▶ Text to read
Yeah, I thought the middle was probably the weakest part of the album. [But getting to] the resolution, I thought it kind of recovered itself at the end.

Kacey is saying it was a Greek tragedy but was also Shakespearean in a way, and she’s bridging these two things together. Shakespeare himself was building on the Greek tragic form, right?
He wasn’t as much familiar with the Greek as he was with the Roman, but the Roman built on the Greek, so ultimately, it goes back to that. And Shakespeare usually does the five acts, as opposed to the three. In terms of emotional development and denouement and all that stuff, it’s definitely there. But even in terms of Shakespearean emotional character development, [the album] seemed a little [muted]? Maybe it’s just the way the music is. Because in some ways, she reminds me of Taylor Swift, as opposed to, like, Dolly Parton or some of these old-school-country country women singing about all sorts of stuff.

Like a bold, Loretta Lynn–type figure. I don’t know what your background in country music is, but —
Oh, I’m from Houston! I worship George Strait!

Okay, yeah.
I mean, it’s also not in that same genre. It’s hard to classify Kacey, ’cause she’s country but not, depending on the song. That’s part of her attraction, right? Like, the previous album that won Album of the Year [Golden Hour] was like, Wow, what is this thing? Star-crossed seems to give off a similar vibe but on a different chord.

She gave an interview in which she talked about the title and her understanding of this Shakespearean idea of being star-crossed. If you’ll forgive my cursing, she said it was “to be fucked by love or luck.” That —

It seems like she has a grasp on that idea?
Well! I mean, Oedipus would agree with you. [Laughs.] Yeah, it’s the idea that there are forces beyond our control, like cosmic motions, and humans are just helpless in the face of overwhelming emotions or events.

Speaking of forces beyond our control, Kacey also talks a lot about how the realization that what she had gone through was a Greek tragedy and was very Shakespearean came to her shortly after a trip on psychedelic mushrooms.
[Laughs.] Was it, now?

Yeah, just wanted to put that out there.

▶ Stored records
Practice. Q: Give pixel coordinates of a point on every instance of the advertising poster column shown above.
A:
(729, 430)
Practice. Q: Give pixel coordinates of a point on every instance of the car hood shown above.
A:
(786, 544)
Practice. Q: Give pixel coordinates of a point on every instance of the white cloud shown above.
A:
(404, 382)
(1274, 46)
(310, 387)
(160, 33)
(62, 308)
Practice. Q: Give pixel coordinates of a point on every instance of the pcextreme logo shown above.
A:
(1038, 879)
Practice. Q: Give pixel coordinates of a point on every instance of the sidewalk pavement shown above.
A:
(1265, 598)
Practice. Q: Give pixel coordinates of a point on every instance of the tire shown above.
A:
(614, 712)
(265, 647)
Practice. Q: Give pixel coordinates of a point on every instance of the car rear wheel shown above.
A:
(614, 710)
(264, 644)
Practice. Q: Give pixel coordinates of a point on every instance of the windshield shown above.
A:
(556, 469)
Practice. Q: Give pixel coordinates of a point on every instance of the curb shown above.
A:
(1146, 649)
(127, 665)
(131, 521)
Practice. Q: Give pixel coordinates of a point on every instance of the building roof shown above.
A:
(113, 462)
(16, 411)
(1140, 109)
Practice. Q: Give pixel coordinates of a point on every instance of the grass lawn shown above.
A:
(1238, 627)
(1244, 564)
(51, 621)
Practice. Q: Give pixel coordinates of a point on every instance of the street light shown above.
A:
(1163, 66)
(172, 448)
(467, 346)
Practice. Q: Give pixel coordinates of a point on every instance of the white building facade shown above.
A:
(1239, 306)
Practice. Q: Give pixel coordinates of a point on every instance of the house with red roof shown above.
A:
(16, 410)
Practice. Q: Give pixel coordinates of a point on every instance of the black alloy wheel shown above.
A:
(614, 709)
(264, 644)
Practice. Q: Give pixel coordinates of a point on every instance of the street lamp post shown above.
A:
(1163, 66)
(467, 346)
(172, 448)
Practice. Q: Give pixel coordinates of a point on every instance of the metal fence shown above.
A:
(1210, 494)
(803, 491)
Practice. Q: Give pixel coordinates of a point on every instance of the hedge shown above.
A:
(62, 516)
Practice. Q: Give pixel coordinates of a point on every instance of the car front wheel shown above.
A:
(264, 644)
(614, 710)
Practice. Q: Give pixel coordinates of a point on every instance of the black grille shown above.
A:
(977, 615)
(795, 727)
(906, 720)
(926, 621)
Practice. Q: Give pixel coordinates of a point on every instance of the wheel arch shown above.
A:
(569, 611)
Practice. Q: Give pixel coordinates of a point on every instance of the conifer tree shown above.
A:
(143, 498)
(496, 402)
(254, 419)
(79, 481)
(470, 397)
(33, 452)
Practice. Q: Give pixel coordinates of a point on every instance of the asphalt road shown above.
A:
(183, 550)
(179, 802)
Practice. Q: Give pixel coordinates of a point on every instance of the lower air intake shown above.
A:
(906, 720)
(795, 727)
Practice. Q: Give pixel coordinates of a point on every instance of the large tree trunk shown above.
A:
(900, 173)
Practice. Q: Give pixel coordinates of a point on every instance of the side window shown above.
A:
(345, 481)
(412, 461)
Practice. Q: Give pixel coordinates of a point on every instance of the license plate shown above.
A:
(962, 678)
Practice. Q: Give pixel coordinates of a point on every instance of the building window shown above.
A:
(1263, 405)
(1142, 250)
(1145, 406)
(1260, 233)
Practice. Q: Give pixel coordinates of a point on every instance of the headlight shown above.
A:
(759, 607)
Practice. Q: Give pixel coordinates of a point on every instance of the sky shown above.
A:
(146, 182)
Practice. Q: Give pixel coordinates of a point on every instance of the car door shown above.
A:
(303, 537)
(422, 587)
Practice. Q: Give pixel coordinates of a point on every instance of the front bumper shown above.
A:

▶ Instruction 1
Reproduce the conversation about Kacey's album word for word, in full.
▶ Instruction 2
Return each line of the listing that contains the word "front".

▶ Expected output 1
Yeah, I thought the middle was probably the weakest part of the album. [But getting to] the resolution, I thought it kind of recovered itself at the end.

Kacey is saying it was a Greek tragedy but was also Shakespearean in a way, and she’s bridging these two things together. Shakespeare himself was building on the Greek tragic form, right?
He wasn’t as much familiar with the Greek as he was with the Roman, but the Roman built on the Greek, so ultimately, it goes back to that. And Shakespeare usually does the five acts, as opposed to the three. In terms of emotional development and denouement and all that stuff, it’s definitely there. But even in terms of Shakespearean emotional character development, [the album] seemed a little [muted]? Maybe it’s just the way the music is. Because in some ways, she reminds me of Taylor Swift, as opposed to, like, Dolly Parton or some of these old-school-country country women singing about all sorts of stuff.

Like a bold, Loretta Lynn–type figure. I don’t know what your background in country music is, but —
Oh, I’m from Houston! I worship George Strait!

Okay, yeah.
I mean, it’s also not in that same genre. It’s hard to classify Kacey, ’cause she’s country but not, depending on the song. That’s part of her attraction, right? Like, the previous album that won Album of the Year [Golden Hour] was like, Wow, what is this thing? Star-crossed seems to give off a similar vibe but on a different chord.

She gave an interview in which she talked about the title and her understanding of this Shakespearean idea of being star-crossed. If you’ll forgive my cursing, she said it was “to be fucked by love or luck.” That —

It seems like she has a grasp on that idea?
Well! I mean, Oedipus would agree with you. [Laughs.] Yeah, it’s the idea that there are forces beyond our control, like cosmic motions, and humans are just helpless in the face of overwhelming emotions or events.

Speaking of forces beyond our control, Kacey also talks a lot about how the realization that what she had gone through was a Greek tragedy and was very Shakespearean came to her shortly after a trip on psychedelic mushrooms.
[Laughs.] Was it, now?

Yeah, just wanted to put that out there.

▶ Expected output 2
Practice. Q: Give pixel coordinates of a point on every instance of the car front wheel shown above.
Practice. Q: Give pixel coordinates of a point on every instance of the front bumper shown above.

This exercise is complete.